#### Information given:
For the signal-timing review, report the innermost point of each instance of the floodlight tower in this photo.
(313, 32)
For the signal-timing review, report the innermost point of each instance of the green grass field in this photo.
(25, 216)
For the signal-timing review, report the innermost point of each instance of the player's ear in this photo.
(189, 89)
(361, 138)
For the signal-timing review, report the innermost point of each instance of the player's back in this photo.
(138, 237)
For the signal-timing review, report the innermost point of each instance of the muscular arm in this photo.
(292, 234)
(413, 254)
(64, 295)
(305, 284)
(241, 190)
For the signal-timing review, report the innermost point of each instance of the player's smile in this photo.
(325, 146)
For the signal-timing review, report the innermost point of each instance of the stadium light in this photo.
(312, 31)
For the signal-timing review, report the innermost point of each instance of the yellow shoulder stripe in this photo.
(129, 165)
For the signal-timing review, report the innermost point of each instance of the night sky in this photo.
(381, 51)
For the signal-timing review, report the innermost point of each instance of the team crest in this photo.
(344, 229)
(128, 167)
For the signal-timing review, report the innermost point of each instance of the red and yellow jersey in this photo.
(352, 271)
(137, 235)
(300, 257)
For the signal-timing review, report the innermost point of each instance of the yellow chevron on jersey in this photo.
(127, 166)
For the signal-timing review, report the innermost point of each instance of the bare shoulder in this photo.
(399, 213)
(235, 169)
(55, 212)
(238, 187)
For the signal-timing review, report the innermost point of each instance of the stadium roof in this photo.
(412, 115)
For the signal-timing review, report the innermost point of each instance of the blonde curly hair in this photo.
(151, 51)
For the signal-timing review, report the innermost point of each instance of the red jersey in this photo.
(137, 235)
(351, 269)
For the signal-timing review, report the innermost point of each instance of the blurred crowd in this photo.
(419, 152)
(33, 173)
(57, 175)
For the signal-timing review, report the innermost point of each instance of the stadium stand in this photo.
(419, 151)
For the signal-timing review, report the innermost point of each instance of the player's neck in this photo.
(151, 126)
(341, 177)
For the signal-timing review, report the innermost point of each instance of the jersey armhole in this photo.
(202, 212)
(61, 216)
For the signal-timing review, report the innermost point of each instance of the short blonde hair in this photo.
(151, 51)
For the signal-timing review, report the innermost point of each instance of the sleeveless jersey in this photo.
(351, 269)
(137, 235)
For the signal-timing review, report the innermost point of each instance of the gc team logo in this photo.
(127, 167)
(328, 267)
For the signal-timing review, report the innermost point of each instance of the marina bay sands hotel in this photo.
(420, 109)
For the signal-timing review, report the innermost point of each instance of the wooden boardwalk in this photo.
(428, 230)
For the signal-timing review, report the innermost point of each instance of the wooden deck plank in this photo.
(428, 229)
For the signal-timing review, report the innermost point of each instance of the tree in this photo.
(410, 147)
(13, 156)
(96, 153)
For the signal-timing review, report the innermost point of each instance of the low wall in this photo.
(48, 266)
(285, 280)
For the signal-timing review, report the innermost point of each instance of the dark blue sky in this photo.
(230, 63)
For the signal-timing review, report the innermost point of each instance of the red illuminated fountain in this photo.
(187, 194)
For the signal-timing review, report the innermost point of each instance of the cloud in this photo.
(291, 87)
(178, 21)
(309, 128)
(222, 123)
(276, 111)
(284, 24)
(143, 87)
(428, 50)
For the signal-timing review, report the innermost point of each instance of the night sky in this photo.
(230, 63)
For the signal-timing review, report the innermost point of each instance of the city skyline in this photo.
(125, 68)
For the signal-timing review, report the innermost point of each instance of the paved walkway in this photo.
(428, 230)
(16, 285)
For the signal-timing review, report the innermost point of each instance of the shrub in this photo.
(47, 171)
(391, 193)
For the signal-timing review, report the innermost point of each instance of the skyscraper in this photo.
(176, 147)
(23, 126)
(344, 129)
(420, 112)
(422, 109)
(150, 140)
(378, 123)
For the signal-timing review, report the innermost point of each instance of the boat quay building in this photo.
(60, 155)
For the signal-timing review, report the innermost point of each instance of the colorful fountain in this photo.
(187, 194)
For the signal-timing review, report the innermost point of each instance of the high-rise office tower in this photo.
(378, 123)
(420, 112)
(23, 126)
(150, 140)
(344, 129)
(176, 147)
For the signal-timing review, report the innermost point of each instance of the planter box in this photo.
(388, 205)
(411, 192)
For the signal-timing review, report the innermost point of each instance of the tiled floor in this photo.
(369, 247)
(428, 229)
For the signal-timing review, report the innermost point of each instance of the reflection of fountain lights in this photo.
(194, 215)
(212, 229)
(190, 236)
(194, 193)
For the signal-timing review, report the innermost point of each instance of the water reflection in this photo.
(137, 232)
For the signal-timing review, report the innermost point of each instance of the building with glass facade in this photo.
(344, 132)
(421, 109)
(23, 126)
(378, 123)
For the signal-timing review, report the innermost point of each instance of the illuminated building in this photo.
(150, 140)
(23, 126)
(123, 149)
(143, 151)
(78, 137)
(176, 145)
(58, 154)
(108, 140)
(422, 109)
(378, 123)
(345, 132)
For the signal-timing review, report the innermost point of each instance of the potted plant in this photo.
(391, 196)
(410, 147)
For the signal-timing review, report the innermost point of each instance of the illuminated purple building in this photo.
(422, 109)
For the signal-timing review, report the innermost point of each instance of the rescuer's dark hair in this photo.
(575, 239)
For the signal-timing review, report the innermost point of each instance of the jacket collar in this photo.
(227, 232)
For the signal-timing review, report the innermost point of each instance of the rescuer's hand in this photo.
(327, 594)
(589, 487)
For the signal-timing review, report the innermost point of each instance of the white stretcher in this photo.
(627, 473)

#### Required action:
An exact copy of every record above is needed. Write it out word for word.

#### Solved problem:
For the signal-timing review, report the innermost point of each instance of the floodlight tower in this photo.
(313, 32)
For the signal-timing review, report the innermost point of each instance of the green grass field in this photo.
(25, 216)
For the signal-timing review, report the innermost point of each instance of the player's ear in this photo.
(189, 89)
(361, 138)
For the signal-timing review, report the innermost point of each instance of the player's back in this photo.
(138, 237)
For the signal-timing review, report the innermost point of each instance of the muscular arm in this photo.
(292, 234)
(413, 254)
(64, 295)
(305, 284)
(241, 190)
For the signal-timing review, report the innermost point of each instance of the player's smile in this photo.
(325, 146)
For the signal-timing review, report the innermost point of each instance of the stadium light in this photo.
(312, 31)
For the signal-timing review, report the innermost point of each instance of the yellow shoulder stripe in this photo.
(129, 165)
For the signal-timing review, report the innermost point of each instance of the night sky in this photo.
(381, 51)
For the signal-timing review, report the innermost point of each instance of the team crest in this photo.
(344, 229)
(128, 167)
For the signal-timing review, report the innermost point of each instance of the red and yellow jersey in this photo.
(352, 271)
(137, 235)
(300, 257)
For the signal-timing review, report the innermost point of each instance of the yellow chevron on jersey in this photo.
(127, 166)
For the signal-timing review, report the innermost point of each instance of the bare shoulder in this photo.
(399, 213)
(235, 169)
(55, 212)
(238, 187)
For the signal-timing review, report the innermost point of each instance of the stadium roof in this photo.
(412, 115)
For the signal-timing review, report the innermost point of each instance of the blonde curly hair in this photo.
(151, 51)
For the signal-timing review, report the innermost point of each instance of the red jersey in this photo.
(137, 235)
(351, 269)
For the signal-timing review, report the innermost point of each instance of the blurred crowd in this photo.
(419, 152)
(33, 173)
(57, 175)
For the signal-timing review, report the innermost point of each instance of the stadium stand in this photo.
(419, 151)
For the signal-timing review, report the innermost point of each instance of the player's neck in this photo.
(151, 126)
(341, 177)
For the signal-timing review, report the innermost point of each instance of the jersey armhole in this photo.
(202, 212)
(61, 216)
For the signal-timing review, report the innermost point of each instance of the short blonde hair in this photo.
(151, 51)
For the signal-timing review, report the innermost point of each instance of the sleeveless jersey in this photo.
(351, 269)
(137, 235)
For the signal-timing review, report the innermost point of each instance of the gc team logo in this photo.
(127, 167)
(328, 267)
For the signal-timing review, report the innermost point of each instance of the marina bay sands hotel in this photo.
(420, 109)
For the signal-timing review, report the innermost point of each instance of the wooden boardwalk in this photo.
(428, 230)
For the signal-timing review, report the innermost point of each instance of the wooden deck plank in this photo.
(428, 229)
For the signal-timing review, report the innermost point of each instance of the tree in this photo.
(410, 147)
(13, 156)
(96, 153)
For the signal-timing review, report the innermost point of each instance of the low wall in this photo.
(48, 266)
(285, 280)
For the signal-timing review, report the innermost point of each instance of the dark blue sky in this photo.
(230, 63)
For the signal-timing review, report the innermost point of each instance of the red illuminated fountain in this photo.
(187, 194)
For the signal-timing review, report the innermost point of each instance of the cloud in this photo.
(291, 87)
(178, 21)
(309, 128)
(222, 123)
(276, 111)
(284, 24)
(143, 87)
(428, 50)
For the signal-timing review, report the innermost point of each instance of the night sky in this photo.
(230, 63)
For the signal-timing review, report the innermost point of each instance of the city skyline in this photo.
(125, 68)
For the signal-timing review, report the innermost point of each instance of the paved walkway in this photo.
(428, 230)
(16, 285)
For the signal-timing review, report the innermost point of each instance of the shrub in this photo.
(47, 171)
(391, 193)
For the signal-timing review, report the innermost point of each instance of the skyscraper in this photo.
(176, 147)
(23, 126)
(344, 129)
(420, 112)
(422, 109)
(150, 140)
(378, 123)
For the signal-timing review, report the innermost point of each instance of the boat quay building in this photo.
(60, 155)
For the signal-timing review, report the innermost point of each instance of the colorful fountain in this photo.
(187, 194)
For the signal-timing review, report the innermost point of each instance of the high-rise office tower in this photo.
(378, 123)
(420, 112)
(23, 126)
(150, 140)
(344, 129)
(176, 147)
For the signal-timing review, report the innermost point of each instance of the planter box in this photo.
(388, 205)
(411, 192)
For the signal-timing review, report the innermost point of each instance of the tiled floor in this photo.
(369, 247)
(428, 229)
For the signal-timing review, report the innermost point of each instance of the reflection of fountain lights in this photo.
(194, 215)
(212, 229)
(190, 236)
(194, 193)
For the signal-timing review, report the innermost point of each instance of the water reflection in this photo.
(137, 232)
For the signal-timing review, report the innermost point of each instance of the building with glass facade in this photo.
(344, 132)
(421, 109)
(23, 126)
(378, 123)
For the signal-timing review, report the innermost point of each instance of the illuminated building in this photo.
(150, 140)
(23, 126)
(123, 149)
(143, 151)
(78, 137)
(176, 145)
(58, 154)
(108, 140)
(422, 109)
(378, 123)
(345, 132)
For the signal-timing review, report the innermost point of each instance of the potted plant in this photo.
(391, 196)
(410, 147)
For the signal-timing review, report the innermost point of each instance of the illuminated purple building in this photo.
(422, 109)
For the signal-timing review, report the innermost point of each instance of the rescuer's dark hair in this photo.
(575, 239)
For the signal-timing review, report the innermost point of each instance of the jacket collar in this photo.
(227, 232)
For the signal-timing review, report the innermost point of each instance of the rescuer's hand in this photo.
(327, 594)
(589, 487)
For the signal-timing review, report the innermost point of each instance of the white stretcher in this photo.
(627, 473)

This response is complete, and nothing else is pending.